Task to complete: Your output is the line containing "TARGET = drum" plus all lines after it to the end of the records, reproduced exactly, with nothing else.

Exercise input:
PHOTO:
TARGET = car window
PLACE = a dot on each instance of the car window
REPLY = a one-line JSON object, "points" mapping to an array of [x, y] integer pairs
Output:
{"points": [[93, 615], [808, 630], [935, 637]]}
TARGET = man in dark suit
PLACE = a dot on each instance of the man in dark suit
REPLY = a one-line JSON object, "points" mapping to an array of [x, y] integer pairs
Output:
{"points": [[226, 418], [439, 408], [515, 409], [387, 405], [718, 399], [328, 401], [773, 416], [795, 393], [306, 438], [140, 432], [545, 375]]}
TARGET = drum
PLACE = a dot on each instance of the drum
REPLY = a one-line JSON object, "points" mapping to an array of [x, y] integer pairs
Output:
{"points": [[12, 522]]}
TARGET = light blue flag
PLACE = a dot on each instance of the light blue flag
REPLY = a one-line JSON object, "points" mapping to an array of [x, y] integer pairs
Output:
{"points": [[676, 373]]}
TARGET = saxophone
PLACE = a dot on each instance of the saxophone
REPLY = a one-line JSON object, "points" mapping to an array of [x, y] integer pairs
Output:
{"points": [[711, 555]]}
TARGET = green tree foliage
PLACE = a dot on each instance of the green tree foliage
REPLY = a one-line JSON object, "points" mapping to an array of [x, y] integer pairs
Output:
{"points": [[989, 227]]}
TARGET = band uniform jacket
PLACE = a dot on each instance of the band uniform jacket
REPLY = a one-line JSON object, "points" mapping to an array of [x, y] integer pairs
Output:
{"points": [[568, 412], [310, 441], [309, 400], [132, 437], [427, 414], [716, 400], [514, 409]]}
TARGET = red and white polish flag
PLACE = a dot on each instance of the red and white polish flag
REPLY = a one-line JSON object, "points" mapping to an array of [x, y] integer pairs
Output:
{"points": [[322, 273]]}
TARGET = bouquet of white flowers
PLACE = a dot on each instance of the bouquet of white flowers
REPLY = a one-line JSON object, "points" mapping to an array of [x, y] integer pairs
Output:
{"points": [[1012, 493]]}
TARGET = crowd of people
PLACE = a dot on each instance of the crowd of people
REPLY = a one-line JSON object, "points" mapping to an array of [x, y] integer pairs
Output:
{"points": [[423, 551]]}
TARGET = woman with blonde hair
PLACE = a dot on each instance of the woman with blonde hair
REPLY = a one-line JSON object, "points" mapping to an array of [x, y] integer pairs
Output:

Result of the exercise:
TARGET = drum
PLACE = a dot on each instance of the drum
REPLY = a one-line JSON object, "points" mapping to an array of [x, y] integer pairs
Output:
{"points": [[12, 522]]}
TARGET = light blue flag
PLACE = a dot on each instance of the light blue flag
REPLY = a one-line JSON object, "points" mapping to an array of [x, y] integer pairs
Output:
{"points": [[676, 373]]}
TARGET = saxophone
PLACE = a dot on each instance of the saxophone
REPLY = a one-line JSON object, "points" mapping to an array of [x, y] integer pairs
Output:
{"points": [[711, 555]]}
TARGET = green tree foliage
PLACE = a dot on each instance of the green tree foliage
REPLY = a one-line JSON object, "points" mapping to an array of [x, y] integer pairs
Output:
{"points": [[989, 227]]}
TARGET = band uniform jacket
PLACE = a dot on each instance of the band uniform jacket
REPLY = a one-line JSON object, "points" mapping to an array of [x, y] integer pairs
Output:
{"points": [[568, 412], [310, 441], [309, 400], [132, 437], [427, 414], [716, 400], [514, 409]]}
TARGET = red and white polish flag
PLACE = a dot on each instance of the red and white polish flag
REPLY = a one-line JSON object, "points" mapping to an array of [x, y] integer pairs
Output:
{"points": [[322, 273]]}
TARGET = bouquet of white flowers
PLACE = a dot on each instance of the bouquet of white flowers
REPLY = a one-line JSON object, "points" mapping to an array of [x, y] integer pairs
Output:
{"points": [[1012, 493]]}
TARGET = crowd of people
PLACE = a dot on each instance of the crowd of people
REPLY = a one-line JSON object, "points" mapping to an array of [x, y] integer pairs
Output:
{"points": [[423, 551]]}
TARGET = woman with blonde hair
PLACE = a dot on each instance of the woman with blonde hair
REPLY = a one-line JSON object, "points" mapping to an array of [x, y] integer pairs
Output:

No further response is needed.